## WHAT IS BEING ASKED
Transcribe each record precisely; images stay out.

[Data entries]

□ □ □ □

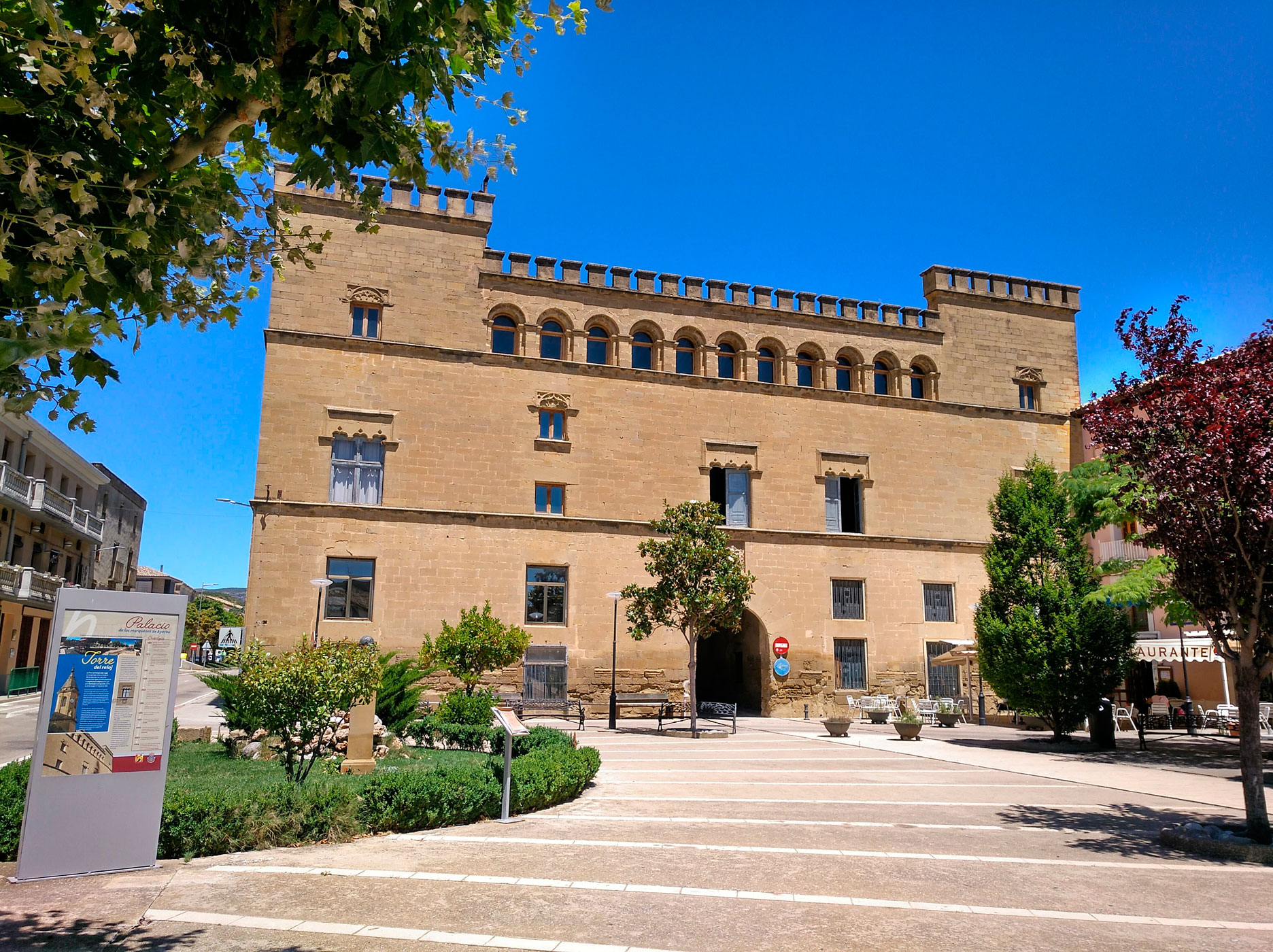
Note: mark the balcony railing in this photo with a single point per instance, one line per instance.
(37, 496)
(1122, 549)
(23, 583)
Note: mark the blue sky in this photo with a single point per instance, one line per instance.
(841, 150)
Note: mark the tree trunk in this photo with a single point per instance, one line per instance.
(1249, 749)
(694, 686)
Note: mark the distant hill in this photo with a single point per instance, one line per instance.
(232, 595)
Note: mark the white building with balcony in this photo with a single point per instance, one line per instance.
(50, 535)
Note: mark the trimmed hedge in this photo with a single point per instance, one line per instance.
(405, 801)
(13, 801)
(547, 775)
(547, 769)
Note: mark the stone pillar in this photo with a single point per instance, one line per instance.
(360, 753)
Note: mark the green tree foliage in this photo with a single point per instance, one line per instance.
(700, 585)
(398, 698)
(1044, 647)
(207, 617)
(477, 644)
(137, 138)
(296, 695)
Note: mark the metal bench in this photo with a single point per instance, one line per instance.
(717, 712)
(656, 702)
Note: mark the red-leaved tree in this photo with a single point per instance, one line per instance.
(1195, 430)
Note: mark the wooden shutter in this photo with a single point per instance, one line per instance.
(833, 505)
(737, 505)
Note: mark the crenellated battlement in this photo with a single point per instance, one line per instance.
(666, 284)
(941, 282)
(430, 200)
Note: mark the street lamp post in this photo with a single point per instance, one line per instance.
(614, 658)
(321, 585)
(981, 684)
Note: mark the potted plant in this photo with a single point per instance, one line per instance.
(908, 726)
(947, 713)
(838, 724)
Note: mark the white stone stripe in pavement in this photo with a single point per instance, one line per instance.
(764, 896)
(813, 783)
(385, 932)
(668, 769)
(581, 816)
(868, 803)
(857, 853)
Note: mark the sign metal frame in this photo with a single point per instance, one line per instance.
(106, 823)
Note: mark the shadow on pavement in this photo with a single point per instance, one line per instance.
(64, 931)
(1122, 829)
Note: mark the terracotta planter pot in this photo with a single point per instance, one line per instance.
(836, 727)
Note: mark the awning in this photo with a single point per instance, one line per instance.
(1165, 651)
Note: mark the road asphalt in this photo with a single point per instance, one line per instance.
(770, 839)
(18, 715)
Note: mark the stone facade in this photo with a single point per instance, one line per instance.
(460, 426)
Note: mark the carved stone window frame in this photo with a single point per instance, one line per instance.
(731, 455)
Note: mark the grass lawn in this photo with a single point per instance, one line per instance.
(199, 768)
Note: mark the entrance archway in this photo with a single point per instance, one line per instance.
(731, 664)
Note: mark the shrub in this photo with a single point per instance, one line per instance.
(549, 775)
(13, 800)
(477, 644)
(398, 694)
(229, 687)
(422, 800)
(208, 823)
(464, 708)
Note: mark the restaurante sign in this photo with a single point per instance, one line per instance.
(1168, 649)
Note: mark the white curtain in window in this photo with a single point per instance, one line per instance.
(341, 470)
(737, 505)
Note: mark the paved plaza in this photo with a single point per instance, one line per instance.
(770, 839)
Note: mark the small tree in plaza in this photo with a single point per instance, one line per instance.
(1195, 432)
(1043, 645)
(700, 585)
(294, 695)
(477, 644)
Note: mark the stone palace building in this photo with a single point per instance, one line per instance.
(446, 424)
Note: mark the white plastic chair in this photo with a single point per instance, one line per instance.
(1122, 714)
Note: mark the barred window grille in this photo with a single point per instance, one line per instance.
(848, 598)
(851, 664)
(943, 679)
(938, 602)
(544, 673)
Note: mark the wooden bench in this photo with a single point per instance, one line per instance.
(526, 708)
(656, 702)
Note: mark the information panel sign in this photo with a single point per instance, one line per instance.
(101, 755)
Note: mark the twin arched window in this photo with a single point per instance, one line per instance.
(598, 345)
(881, 377)
(357, 470)
(684, 356)
(766, 363)
(503, 335)
(804, 369)
(551, 337)
(726, 360)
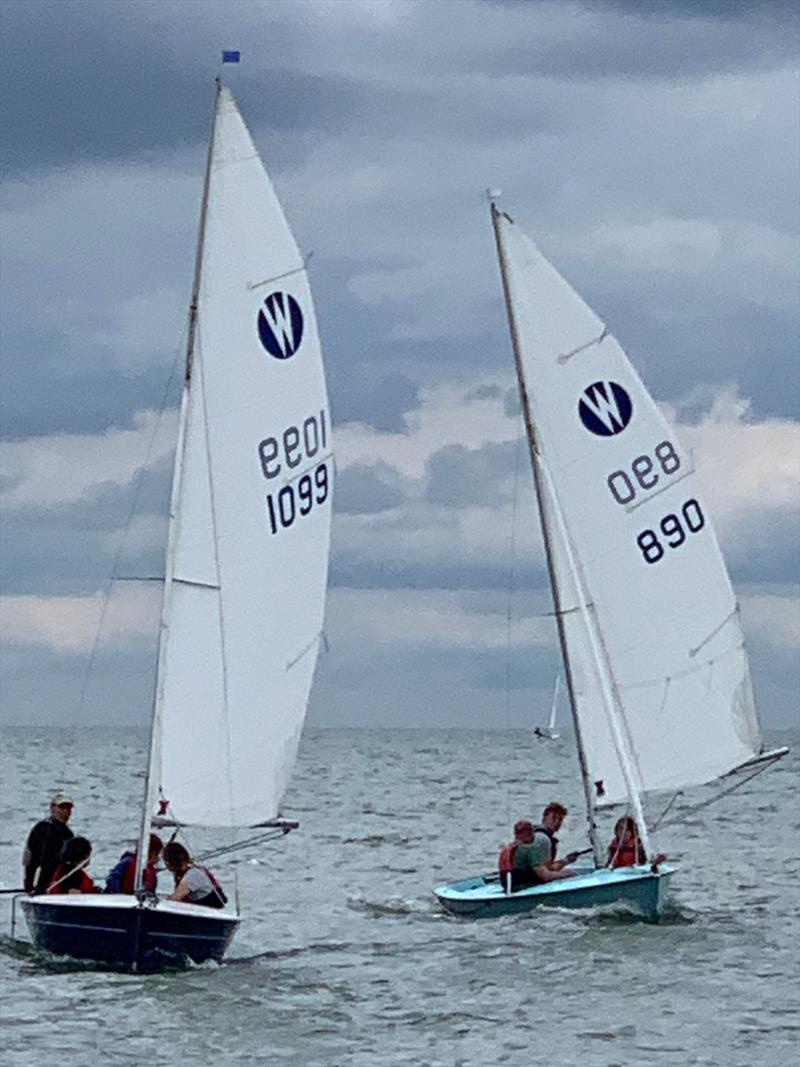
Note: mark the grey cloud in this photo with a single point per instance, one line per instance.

□ □ □ □

## TASK ANSWER
Note: mark the balcony railing in this photo with a single point per instance, one line per instance.
(37, 496)
(1122, 549)
(23, 583)
Note: mark the blue sky in this photo with a single point per instance, one line per instance.
(841, 150)
Note: mark the tree trunk in this photo with a single point per instance, one line per instance.
(1249, 749)
(694, 686)
Note: mark the distant hill in this photo with a single point per instance, one line per instance.
(232, 595)
Note: mark the white building with balcony in this photo with a single point per instance, one line per instance.
(50, 535)
Note: mark the trimmed hedge in this photo with a single point per instance, one line per instance.
(405, 801)
(13, 801)
(547, 775)
(547, 769)
Note: mark the stone pillar in this photo with a single point per instance, one line per instance.
(360, 753)
Note: mark the green tree foliage in this photo with a single point per instance, one line per instance.
(700, 585)
(398, 698)
(1044, 647)
(207, 617)
(477, 644)
(137, 138)
(296, 695)
Note: mark the metal bench in this photo with a single point per instance, one line per instance.
(717, 712)
(656, 702)
Note: mark the red-leaved tree in this photo with a single point per instance, one line per instance.
(1195, 430)
Note: mark the wooden shutter in this photo with a single point per instance, one line per instance.
(833, 505)
(737, 505)
Note: mark the crenellated battlement in this photo with a single point per instance, one line per instance.
(666, 284)
(941, 282)
(430, 200)
Note: mark the street lamp post in this photo with a single point per instance, one line per instance.
(614, 658)
(321, 585)
(981, 684)
Note: mark the potted plant in this photo with a single point per instance, one line per instance.
(908, 726)
(947, 713)
(838, 724)
Note: mark the white stone stripe in pavement in this photo with a single point per instance, one line per instance.
(764, 896)
(813, 783)
(385, 932)
(668, 769)
(581, 816)
(868, 803)
(857, 853)
Note: mark the sign metal frame in this photo with a single point per instance, one line per instance.
(106, 823)
Note: mark the shadow on pavement in this photo with a single point per instance, one line per instance.
(64, 931)
(1122, 829)
Note: mark the terracotta planter pot in this photo with a single point per instance, one line per instance.
(836, 727)
Note: mark the awning in this photo with a single point per instance, one line per instance.
(1165, 651)
Note: mark the road asphalt in this photo with a single point per instance, one line per instance.
(770, 839)
(18, 715)
Note: mark the stone facade in this photo with a single point per instance, one line per instance.
(460, 426)
Note: mark the carved stone window frame in this photo with a single point per instance, one line per instance.
(731, 455)
Note: mark the grass lawn in this photo with a single point per instance, one line per instance.
(199, 768)
Note: mark the entrance archway in this photo with a single point per instance, one line per instance.
(731, 664)
Note: mark the shrub in this photo with a single point per instance, one line per instance.
(549, 775)
(13, 800)
(477, 644)
(398, 694)
(229, 687)
(422, 800)
(208, 823)
(464, 708)
Note: mark the restaurante sign in this photo with a single point per instance, one line per instance.
(1168, 649)
Note: mark the white curtain in window in this photo with a single point per instance, one line per instance.
(341, 470)
(737, 505)
Note: mark the paved plaza in this photo with a single point per instance, one line per instance.
(770, 839)
Note: mark the small tree in plaza in this photo with a single point per instance, one line per instance.
(1195, 432)
(1043, 645)
(700, 585)
(294, 695)
(477, 644)
Note: mark the stone palace building in this photo with a single point per instance, one line per instance.
(446, 424)
Note: mark the white plastic chair in this photo with a single point per instance, one line per instance.
(1122, 714)
Note: mark the barred window grille in this photo with a single point per instance, one line per instance.
(848, 598)
(851, 664)
(943, 679)
(938, 602)
(544, 673)
Note: mark the wooden bench in this photo with a single point per instance, one line per instance.
(526, 708)
(656, 702)
Note: mark the information panel sign in this photo with a single point per instance, one line per instance.
(101, 755)
Note: mark the twin arched window in this photo with a single point per instance, one line per instance.
(598, 345)
(881, 377)
(357, 470)
(684, 356)
(766, 363)
(503, 335)
(804, 369)
(551, 337)
(726, 360)
Note: mark the grey cloud in this photo with a single point per instance, one line per instance.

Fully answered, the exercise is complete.